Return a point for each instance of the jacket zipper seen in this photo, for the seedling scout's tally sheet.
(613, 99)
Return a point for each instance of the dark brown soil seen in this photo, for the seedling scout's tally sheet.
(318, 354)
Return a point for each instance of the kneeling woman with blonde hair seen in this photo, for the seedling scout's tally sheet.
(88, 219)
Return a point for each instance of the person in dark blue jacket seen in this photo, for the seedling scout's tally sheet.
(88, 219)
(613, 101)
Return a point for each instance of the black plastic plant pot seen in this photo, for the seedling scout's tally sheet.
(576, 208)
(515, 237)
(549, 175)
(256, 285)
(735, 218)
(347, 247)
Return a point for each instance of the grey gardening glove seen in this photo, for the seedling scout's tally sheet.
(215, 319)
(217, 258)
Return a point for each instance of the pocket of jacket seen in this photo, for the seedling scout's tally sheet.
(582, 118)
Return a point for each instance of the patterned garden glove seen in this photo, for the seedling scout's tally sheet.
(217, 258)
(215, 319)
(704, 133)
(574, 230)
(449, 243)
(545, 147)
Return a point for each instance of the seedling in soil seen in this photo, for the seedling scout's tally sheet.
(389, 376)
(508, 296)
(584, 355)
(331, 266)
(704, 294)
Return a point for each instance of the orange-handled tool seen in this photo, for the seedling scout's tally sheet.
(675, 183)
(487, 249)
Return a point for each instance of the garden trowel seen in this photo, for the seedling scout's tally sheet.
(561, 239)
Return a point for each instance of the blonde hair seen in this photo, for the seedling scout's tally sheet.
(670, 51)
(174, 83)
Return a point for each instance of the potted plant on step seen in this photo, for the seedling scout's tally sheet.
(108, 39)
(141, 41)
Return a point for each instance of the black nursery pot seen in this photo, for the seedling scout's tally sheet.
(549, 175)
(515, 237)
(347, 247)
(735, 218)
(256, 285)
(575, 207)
____________________
### INSTRUCTIONS TO FOLLOW:
Print the items again word for word, starting at the line that contains "Return a point for each instance of the pocket" and ending at the last line of the items, with both of those lines included.

### ANSWER TO THIS EXERCISE:
Return a point for each instance of the pocket of jacket seen in this photo, for the seedling scout's tally sheet.
(582, 118)
Return a point for each instance of the patterned garden glove seen in this photo, for the seedling scout's tally sheet.
(217, 258)
(215, 319)
(704, 133)
(574, 230)
(449, 243)
(545, 147)
Return a point for each instance of the seedling in soil seen in this photo, for the seedling scout's tally sheet.
(389, 376)
(508, 296)
(584, 355)
(331, 266)
(704, 294)
Return a point for each instance of the orange-handled tool seen in this photo, for the seedling scout's tally sheet.
(675, 183)
(487, 249)
Return a point for each instance of the garden trowel seen in this photo, for the seedling scout's tally sheet.
(561, 239)
Return a point for each instance of the blonde hair seen in this photo, for the seedling scout's tally sheet.
(670, 51)
(174, 83)
Return a point for each instance of the potted plant on step seen in this photo, for the seedling scout's tally sheet.
(108, 39)
(141, 41)
Return a point for each instance of the black nursery pot seen in this photo, for the seedling scout's tally sheet.
(549, 175)
(515, 237)
(347, 247)
(735, 218)
(256, 285)
(575, 207)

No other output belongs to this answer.